What you will do: Lines from the one containing "Guideline: the keypoint for each instance of the white kitchen" through the end of the data are to be returned exactly, and no others.

Excerpted records:
= = = = = = =

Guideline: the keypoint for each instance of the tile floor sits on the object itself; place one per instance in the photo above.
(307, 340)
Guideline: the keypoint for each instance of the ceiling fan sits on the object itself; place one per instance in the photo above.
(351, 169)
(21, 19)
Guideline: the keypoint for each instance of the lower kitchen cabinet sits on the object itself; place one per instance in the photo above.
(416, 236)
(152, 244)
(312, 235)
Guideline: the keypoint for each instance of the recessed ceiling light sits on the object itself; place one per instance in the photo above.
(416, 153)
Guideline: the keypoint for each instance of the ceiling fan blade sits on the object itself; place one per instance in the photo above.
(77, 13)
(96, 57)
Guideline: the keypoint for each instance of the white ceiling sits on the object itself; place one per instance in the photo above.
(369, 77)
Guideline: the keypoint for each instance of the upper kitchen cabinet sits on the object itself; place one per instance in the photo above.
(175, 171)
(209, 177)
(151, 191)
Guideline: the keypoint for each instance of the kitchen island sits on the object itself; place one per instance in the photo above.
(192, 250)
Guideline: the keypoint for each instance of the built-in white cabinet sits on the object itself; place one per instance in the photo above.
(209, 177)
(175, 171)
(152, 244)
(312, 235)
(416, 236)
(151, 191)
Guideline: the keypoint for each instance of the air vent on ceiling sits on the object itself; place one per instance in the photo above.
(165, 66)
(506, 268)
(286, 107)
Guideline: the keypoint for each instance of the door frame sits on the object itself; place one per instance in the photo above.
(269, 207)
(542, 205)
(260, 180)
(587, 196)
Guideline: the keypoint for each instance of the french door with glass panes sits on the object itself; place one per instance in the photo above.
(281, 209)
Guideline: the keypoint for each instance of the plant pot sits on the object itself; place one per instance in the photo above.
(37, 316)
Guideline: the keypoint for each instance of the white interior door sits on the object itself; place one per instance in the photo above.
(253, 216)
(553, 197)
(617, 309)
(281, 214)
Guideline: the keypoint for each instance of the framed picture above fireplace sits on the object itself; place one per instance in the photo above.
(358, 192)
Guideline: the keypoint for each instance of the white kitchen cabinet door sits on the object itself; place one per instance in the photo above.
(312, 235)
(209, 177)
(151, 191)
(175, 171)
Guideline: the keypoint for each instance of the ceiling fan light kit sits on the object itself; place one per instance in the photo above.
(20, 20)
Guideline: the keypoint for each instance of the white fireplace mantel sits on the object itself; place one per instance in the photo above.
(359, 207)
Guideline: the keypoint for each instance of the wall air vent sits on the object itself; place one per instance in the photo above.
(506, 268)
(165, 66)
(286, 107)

= = = = = = =

Final answer:
Guideline: the keypoint for each instance of the white kitchen cabinet door sits on the object itself; place one per instance in the photo above.
(312, 235)
(209, 177)
(151, 191)
(175, 171)
Guideline: the keypoint for each instance of the ceiling fan light kit sits on the object itself; place one per instance in the photo above.
(20, 20)
Guideline: the keypoint for each instance of the white fireplace mantel sits on the object itself; place one per instance in the photo above.
(359, 207)
Guideline: the keypoint for each instance of the wall air vent sits on the object itself; place one per instance in the photo above.
(506, 268)
(165, 66)
(286, 107)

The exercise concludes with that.